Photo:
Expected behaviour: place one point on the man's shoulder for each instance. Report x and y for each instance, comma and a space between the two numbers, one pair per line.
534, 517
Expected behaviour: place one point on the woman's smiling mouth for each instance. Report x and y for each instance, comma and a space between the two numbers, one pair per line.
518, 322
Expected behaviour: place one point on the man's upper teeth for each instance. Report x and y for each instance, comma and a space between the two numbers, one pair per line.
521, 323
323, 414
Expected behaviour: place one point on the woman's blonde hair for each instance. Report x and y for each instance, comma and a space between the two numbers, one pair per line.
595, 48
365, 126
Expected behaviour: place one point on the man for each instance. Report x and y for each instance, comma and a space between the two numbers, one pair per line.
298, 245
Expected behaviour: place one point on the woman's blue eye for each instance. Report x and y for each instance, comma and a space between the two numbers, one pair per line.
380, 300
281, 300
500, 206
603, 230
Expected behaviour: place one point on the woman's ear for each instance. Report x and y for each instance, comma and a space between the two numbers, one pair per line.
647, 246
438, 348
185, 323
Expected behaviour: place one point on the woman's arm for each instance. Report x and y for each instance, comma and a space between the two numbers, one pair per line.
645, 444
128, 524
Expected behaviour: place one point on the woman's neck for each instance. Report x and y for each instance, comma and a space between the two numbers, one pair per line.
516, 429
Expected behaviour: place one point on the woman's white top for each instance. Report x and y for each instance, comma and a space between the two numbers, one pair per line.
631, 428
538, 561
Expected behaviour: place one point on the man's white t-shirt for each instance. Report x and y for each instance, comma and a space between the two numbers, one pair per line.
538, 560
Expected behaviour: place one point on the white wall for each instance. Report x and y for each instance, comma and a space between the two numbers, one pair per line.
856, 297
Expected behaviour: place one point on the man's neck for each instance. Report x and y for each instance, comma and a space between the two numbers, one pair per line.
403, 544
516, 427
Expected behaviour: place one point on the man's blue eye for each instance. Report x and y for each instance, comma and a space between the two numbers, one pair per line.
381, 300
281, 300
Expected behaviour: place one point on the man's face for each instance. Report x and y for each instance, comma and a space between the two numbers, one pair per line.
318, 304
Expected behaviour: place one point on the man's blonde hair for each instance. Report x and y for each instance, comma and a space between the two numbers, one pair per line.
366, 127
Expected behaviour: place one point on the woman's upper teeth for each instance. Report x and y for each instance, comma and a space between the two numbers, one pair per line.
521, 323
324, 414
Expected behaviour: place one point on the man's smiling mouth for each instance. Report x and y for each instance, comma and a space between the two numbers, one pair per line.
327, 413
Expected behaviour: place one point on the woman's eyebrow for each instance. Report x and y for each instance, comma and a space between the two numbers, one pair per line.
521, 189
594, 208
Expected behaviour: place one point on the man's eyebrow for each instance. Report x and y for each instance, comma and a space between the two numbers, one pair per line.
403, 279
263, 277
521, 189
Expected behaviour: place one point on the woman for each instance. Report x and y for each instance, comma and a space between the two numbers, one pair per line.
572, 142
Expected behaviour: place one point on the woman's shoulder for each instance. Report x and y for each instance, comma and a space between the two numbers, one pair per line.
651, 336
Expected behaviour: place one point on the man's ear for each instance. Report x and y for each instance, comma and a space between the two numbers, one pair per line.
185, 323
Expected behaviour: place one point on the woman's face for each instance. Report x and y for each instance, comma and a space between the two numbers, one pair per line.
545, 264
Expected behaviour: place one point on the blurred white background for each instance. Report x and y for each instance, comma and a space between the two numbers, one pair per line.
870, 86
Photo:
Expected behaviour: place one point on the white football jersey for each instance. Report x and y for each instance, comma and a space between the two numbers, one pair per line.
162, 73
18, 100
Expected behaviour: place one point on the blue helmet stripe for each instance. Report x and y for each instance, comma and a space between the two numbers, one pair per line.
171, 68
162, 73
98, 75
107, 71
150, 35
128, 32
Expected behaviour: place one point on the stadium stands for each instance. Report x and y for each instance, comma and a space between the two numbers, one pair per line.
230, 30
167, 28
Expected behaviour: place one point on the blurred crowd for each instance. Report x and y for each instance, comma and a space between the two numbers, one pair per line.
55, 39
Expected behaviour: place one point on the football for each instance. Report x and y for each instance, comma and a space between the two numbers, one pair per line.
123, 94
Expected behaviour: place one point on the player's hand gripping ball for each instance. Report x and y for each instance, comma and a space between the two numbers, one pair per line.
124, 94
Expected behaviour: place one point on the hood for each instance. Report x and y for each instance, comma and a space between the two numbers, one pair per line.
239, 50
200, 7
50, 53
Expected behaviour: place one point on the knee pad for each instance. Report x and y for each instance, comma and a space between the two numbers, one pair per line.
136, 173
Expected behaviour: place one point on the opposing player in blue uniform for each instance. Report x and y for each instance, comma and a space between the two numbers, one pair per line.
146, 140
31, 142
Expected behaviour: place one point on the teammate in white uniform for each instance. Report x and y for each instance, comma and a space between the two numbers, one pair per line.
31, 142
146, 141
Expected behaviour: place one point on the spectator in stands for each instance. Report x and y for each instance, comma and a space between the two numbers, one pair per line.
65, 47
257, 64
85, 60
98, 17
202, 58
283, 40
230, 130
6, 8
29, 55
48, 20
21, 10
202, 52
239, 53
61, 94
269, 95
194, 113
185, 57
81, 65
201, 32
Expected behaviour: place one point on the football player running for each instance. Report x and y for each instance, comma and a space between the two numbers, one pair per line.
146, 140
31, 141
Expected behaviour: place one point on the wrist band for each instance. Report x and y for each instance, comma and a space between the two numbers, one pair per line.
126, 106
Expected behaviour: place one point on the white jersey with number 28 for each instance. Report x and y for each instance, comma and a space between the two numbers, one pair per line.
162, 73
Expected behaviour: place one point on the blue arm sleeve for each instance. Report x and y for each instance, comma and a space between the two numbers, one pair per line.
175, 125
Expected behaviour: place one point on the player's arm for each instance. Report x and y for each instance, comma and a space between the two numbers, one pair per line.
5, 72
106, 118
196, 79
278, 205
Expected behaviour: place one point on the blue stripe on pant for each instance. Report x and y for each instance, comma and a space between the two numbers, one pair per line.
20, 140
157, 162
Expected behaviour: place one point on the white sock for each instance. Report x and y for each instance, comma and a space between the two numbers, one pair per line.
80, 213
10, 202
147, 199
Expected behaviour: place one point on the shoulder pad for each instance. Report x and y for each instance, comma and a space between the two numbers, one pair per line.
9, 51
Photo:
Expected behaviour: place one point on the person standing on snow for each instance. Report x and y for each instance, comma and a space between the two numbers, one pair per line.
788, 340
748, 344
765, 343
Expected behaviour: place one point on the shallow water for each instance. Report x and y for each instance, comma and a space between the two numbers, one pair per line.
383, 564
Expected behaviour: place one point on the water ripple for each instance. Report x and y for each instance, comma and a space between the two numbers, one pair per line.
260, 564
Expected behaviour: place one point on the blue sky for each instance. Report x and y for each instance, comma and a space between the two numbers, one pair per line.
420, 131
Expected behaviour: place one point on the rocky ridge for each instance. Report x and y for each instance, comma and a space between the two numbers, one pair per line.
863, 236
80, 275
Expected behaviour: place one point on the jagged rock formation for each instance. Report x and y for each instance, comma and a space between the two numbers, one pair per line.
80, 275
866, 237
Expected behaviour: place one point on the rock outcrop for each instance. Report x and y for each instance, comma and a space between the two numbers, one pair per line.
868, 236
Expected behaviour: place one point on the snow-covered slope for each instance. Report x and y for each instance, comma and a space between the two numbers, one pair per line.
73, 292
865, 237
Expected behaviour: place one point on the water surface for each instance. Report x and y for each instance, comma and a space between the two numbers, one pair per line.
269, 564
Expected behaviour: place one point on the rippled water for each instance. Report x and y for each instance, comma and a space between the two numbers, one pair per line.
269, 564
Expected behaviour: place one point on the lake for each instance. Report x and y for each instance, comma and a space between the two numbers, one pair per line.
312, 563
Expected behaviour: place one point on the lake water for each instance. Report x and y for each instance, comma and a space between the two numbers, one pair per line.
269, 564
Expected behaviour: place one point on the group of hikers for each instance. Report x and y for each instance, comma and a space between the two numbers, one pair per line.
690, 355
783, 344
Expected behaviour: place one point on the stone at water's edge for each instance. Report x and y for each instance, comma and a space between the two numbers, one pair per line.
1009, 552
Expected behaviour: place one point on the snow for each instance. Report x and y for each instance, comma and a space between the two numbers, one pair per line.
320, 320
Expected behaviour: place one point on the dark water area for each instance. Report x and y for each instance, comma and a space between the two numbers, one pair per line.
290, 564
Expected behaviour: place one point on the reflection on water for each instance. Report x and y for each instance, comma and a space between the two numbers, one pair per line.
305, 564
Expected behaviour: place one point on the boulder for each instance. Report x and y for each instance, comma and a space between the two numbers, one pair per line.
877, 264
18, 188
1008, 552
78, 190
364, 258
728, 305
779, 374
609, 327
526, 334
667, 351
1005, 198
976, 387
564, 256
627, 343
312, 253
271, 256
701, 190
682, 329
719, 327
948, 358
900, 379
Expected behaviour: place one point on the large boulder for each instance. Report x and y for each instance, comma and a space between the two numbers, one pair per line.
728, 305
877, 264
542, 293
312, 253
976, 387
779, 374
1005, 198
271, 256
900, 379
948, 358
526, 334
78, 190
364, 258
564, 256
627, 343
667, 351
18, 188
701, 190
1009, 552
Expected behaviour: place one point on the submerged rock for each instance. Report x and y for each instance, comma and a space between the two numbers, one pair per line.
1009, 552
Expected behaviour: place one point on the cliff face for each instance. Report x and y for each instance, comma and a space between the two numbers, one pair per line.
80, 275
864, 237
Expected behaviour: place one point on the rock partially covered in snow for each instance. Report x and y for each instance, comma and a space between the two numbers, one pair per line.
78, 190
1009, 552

-------

▸ The task
Only the lines from the one containing "Expected behaviour: place one point on the stone" to the end of the data should be printed, exactly as they stand.

▸ Finished task
Expected behaviour: place one point on the stone at water's edge for each instance. Report x and y for each instance, comma and a space between the two numbers, one pair per line.
1009, 552
Expected behaviour: place one point on the snow for each instance. Report x and y for each instance, comma and a space between the two numbers, one pair per line.
320, 320
Expected behaviour: place one point on the dark water area for each instance. Report x and y for each instance, comma and a space between the two numbers, one pair per line.
290, 564
Expected behaviour: place one point on the reflection on water for each instance. Report x and y for each instance, comma and a space between the two numbers, one pair per line.
305, 564
Expected behaviour: place one point on the boulder for each instance. Report x and y for each instance, comma and a space between the two numbers, one pair per line.
877, 264
18, 188
1008, 552
78, 190
364, 258
728, 305
779, 374
609, 327
526, 334
667, 351
1005, 198
976, 387
564, 256
627, 343
312, 253
271, 256
701, 190
682, 329
719, 327
948, 358
900, 379
Expected behaviour: place one point on the large boulder for each instance. Report x and y for each instance, comma and a space between the two numbers, one pair per line.
728, 305
877, 264
542, 293
312, 253
976, 387
779, 374
1005, 198
271, 256
900, 379
948, 358
526, 334
78, 190
364, 258
564, 256
627, 343
667, 351
18, 188
701, 190
1009, 552
Expected behaviour: place one point on the submerged rock for each instance. Report x and y for each instance, comma and a space between the two numbers, one pair per line.
1009, 552
Expected behaviour: place one point on the cliff face for each instance. Report x and y for each instance, comma and a space between the two numbers, one pair per line.
80, 275
864, 237
Expected behaviour: place one point on the rock partially covered in snow for each instance. Report x and y for each instance, comma and a space between the two numbers, one pair per line.
78, 190
1009, 552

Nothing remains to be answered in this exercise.